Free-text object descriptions
........
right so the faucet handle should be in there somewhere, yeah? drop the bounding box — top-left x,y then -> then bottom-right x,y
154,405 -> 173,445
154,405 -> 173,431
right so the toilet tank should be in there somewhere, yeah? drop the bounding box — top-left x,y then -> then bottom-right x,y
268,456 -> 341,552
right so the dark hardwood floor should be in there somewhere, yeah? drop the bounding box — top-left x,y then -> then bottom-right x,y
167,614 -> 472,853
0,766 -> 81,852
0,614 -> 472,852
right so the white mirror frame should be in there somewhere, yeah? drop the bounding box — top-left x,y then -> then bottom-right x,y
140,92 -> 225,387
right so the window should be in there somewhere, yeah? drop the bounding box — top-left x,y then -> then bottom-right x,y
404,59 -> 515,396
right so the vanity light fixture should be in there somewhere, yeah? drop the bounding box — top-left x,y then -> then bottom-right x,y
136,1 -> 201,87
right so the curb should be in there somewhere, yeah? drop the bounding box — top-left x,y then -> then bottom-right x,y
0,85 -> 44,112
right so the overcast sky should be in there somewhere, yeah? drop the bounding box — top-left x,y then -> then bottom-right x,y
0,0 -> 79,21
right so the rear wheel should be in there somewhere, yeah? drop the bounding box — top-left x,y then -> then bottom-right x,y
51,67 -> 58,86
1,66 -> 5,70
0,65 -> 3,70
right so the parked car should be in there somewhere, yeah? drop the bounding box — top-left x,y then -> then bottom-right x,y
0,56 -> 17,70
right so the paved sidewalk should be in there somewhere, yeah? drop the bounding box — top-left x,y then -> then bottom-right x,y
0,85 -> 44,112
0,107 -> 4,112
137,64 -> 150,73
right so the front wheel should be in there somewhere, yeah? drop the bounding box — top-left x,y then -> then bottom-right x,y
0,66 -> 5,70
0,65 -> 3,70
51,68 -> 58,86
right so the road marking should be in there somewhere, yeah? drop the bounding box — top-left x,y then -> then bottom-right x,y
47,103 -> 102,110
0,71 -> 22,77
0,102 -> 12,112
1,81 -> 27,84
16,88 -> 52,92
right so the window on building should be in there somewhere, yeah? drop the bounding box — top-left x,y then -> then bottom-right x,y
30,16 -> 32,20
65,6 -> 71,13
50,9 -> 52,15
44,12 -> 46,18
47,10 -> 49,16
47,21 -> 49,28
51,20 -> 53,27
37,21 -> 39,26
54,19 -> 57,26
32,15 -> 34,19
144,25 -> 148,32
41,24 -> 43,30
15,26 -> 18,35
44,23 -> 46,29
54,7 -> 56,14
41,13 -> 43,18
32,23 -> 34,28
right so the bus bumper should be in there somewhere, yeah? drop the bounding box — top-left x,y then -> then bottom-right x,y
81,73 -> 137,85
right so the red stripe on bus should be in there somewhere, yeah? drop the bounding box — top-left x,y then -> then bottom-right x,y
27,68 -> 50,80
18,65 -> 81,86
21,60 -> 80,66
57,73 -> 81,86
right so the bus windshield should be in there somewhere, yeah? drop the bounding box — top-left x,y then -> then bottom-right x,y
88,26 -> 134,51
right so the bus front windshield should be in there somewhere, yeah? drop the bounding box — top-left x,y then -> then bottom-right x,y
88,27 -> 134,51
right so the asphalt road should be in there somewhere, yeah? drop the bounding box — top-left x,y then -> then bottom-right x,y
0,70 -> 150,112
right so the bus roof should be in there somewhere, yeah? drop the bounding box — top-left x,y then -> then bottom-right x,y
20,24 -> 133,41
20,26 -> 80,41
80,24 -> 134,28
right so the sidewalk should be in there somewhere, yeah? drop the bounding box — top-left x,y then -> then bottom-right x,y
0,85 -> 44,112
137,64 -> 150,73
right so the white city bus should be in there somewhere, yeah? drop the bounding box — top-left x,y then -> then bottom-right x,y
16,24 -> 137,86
........
All entries must come back exactly as they were written.

■ TASK RESULT ■
right so the faucet handle should be in there somewhere, yeah? drop the bounding box — top-left x,y then -> then bottom-right x,y
154,405 -> 173,445
154,405 -> 173,431
right so the toilet tank should be in there somewhere, yeah? drop the bounding box — top-left x,y then -> then bottom-right x,y
268,456 -> 341,552
right so the dark hardwood floor should be in there somewhere, yeah? drop the bounding box — top-left x,y then -> then bottom-right x,y
167,614 -> 472,853
0,766 -> 81,852
0,614 -> 472,852
right so the white mirror frame should be in there somewhere, yeah? drop the bounding box — top-left x,y then -> then bottom-right x,y
140,92 -> 225,387
right so the window should be in there somewhere, yeah? drop the bounding box — top-left x,y then -> then bottom-right x,y
404,59 -> 515,396
right so the vanity light fixture should be in there somewhere, yeah? drop the bounding box — top-left x,y then -> then bottom-right x,y
136,1 -> 201,87
right so the curb should be in there somewhere, yeah? drop the bounding box — top-left x,y then -> then bottom-right x,y
0,85 -> 44,112
right so the overcast sky should be in there somewhere, yeah? drop the bounding box — top-left x,y then -> then bottom-right x,y
0,0 -> 79,21
right so the rear wheel should be in there somewhere, yeah? drop the bounding box — top-left x,y then -> then bottom-right x,y
51,67 -> 58,86
1,66 -> 5,70
0,65 -> 3,70
right so the parked car should be in there somewhere, yeah? drop the bounding box — top-left x,y then -> then bottom-right x,y
0,56 -> 17,70
right so the paved sidewalk should be in there somewhere, yeah? drop the bounding box — top-left x,y then -> then bottom-right x,y
0,85 -> 44,112
0,107 -> 4,112
137,64 -> 150,73
right so the front wheel should be in there somewhere, yeah? drop the bounding box — top-left x,y then -> then bottom-right x,y
0,66 -> 5,70
0,65 -> 3,70
51,68 -> 58,86
right so the road marking should be in there somewhere, yeah? drop the bounding box — top-left x,y then -> then bottom-right x,y
47,103 -> 102,110
0,71 -> 22,77
0,102 -> 12,112
1,81 -> 27,84
16,88 -> 52,92
right so the window on building should be in there somewhere, yeah? drop the bounding box — top-left x,y then -> then bottom-right x,y
30,16 -> 32,20
65,6 -> 71,13
50,9 -> 52,15
44,12 -> 46,18
47,10 -> 49,16
47,21 -> 49,28
51,20 -> 53,27
37,21 -> 39,26
54,19 -> 57,26
32,15 -> 34,19
144,25 -> 148,32
41,24 -> 43,30
15,26 -> 18,35
44,23 -> 46,29
54,7 -> 56,14
41,13 -> 43,18
32,23 -> 34,28
right so the bus bumper should be in there somewhere, yeah? drop the bounding box — top-left x,y then -> then bottom-right x,y
81,73 -> 137,85
right so the red stripe on bus should be in there somewhere, yeah? drop the bounding box — top-left x,y then -> then bottom-right x,y
27,68 -> 50,80
18,65 -> 81,86
21,60 -> 80,66
57,73 -> 81,86
right so the bus windshield should be in there somewhere, yeah? drop the bounding box — top-left x,y then -> then bottom-right x,y
88,26 -> 134,51
right so the bus front windshield should be in there somewhere, yeah? drop the bounding box — top-left x,y then -> then bottom-right x,y
88,27 -> 134,51
right so the asphalt road should be in there somewhere, yeah? drop the bounding box — top-left x,y then -> then bottom-right x,y
0,70 -> 150,112
right so the bus roof should be in there somewhere, yeah? drop the bounding box — top-left x,y then -> then bottom-right x,y
20,24 -> 133,41
20,26 -> 80,41
80,24 -> 134,28
right so the sidewalk should be in there somewhere, yeah? drop the bounding box — top-left x,y then -> then bottom-right x,y
0,85 -> 44,112
137,64 -> 150,73
right so the white city bus should be in there somewhere, yeah? drop the bounding box — top-left x,y then -> then bottom-right x,y
16,24 -> 137,86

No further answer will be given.